▶ Text excerpt
Udacity AZ ML Enginner Project #2 - Deploying Models & Pipelines - Q4 2021

Requirements

Open Azure ML Studio & login.
Create a compute instance on which you will run your notebooks and scripts.
In order for the project & scripts to run, please make sure the Folder "Project-Solution-Cousseau" is uploaded.

Overview

Model deployment (details in Figure 1)
- First, it picks up a public csv file with Bankmarketing data and creates a dataset in Azure.
- Then an experiment is created to find the best model.
- After registering this model, it is deployed and can be consumed via a test python script
- In parallel, it uses the swagger.json file generated at deploy to visualize in a swagger page. The instance being set on a docker.
- Also, a benchmark scripts calls on an apache instance to test the response time and performance of the deployed model.
Pipeline publishing (Figure 2)
- In the second part, we make use of the same computing cluster, to run again a similar experiment, and capture the best model.
- We then create a pipeline from this model and publish it.
- Via the jupyter notebook, we test and consume the endpoint for this pipeline.

Architectural Diagram

Figure 1

Figure 2

Key Steps

Step #1: Environment set up => not necessary as I made use of the Udacity Lab with pre-installed tools
- The only set-up / preparation activity was to create a compute instance (in order to run the Notebook See step #2)

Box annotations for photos
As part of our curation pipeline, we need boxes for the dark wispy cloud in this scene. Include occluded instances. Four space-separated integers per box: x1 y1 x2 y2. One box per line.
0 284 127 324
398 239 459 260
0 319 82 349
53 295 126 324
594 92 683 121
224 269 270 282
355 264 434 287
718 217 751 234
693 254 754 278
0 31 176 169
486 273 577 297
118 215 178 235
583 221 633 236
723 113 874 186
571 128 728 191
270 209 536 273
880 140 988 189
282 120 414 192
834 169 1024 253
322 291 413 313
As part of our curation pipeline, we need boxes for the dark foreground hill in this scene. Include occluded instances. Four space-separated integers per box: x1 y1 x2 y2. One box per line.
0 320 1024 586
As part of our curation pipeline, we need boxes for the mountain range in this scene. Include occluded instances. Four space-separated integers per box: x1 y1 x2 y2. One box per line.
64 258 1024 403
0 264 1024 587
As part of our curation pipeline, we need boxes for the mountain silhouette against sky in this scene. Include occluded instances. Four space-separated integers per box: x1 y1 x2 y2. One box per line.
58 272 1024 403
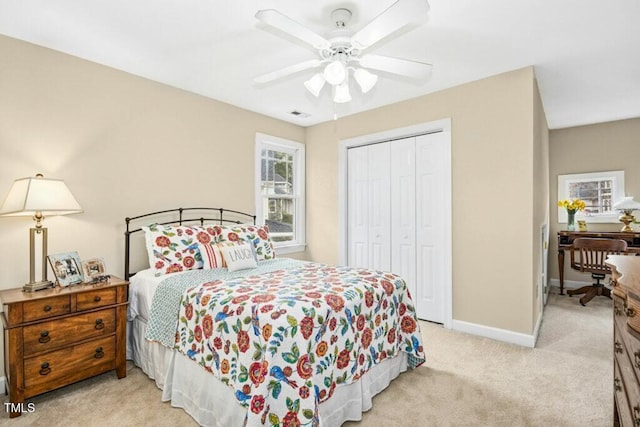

▶ Exercise tasks
(a) In the Azure ML project text, what kind of data is in the public csv file used to create the dataset?
(b) Copy the lines of the listing verbatim, starting with the line that contains "the mountain silhouette" and ending with the last line of the listing, with both ends included and the pictures left out.

▶ Task-by-task outputs
(a) Bankmarketing data.

(b)
As part of our curation pipeline, we need boxes for the mountain silhouette against sky in this scene. Include occluded instances. Four space-separated integers per box: x1 y1 x2 y2. One box per line.
58 272 1024 403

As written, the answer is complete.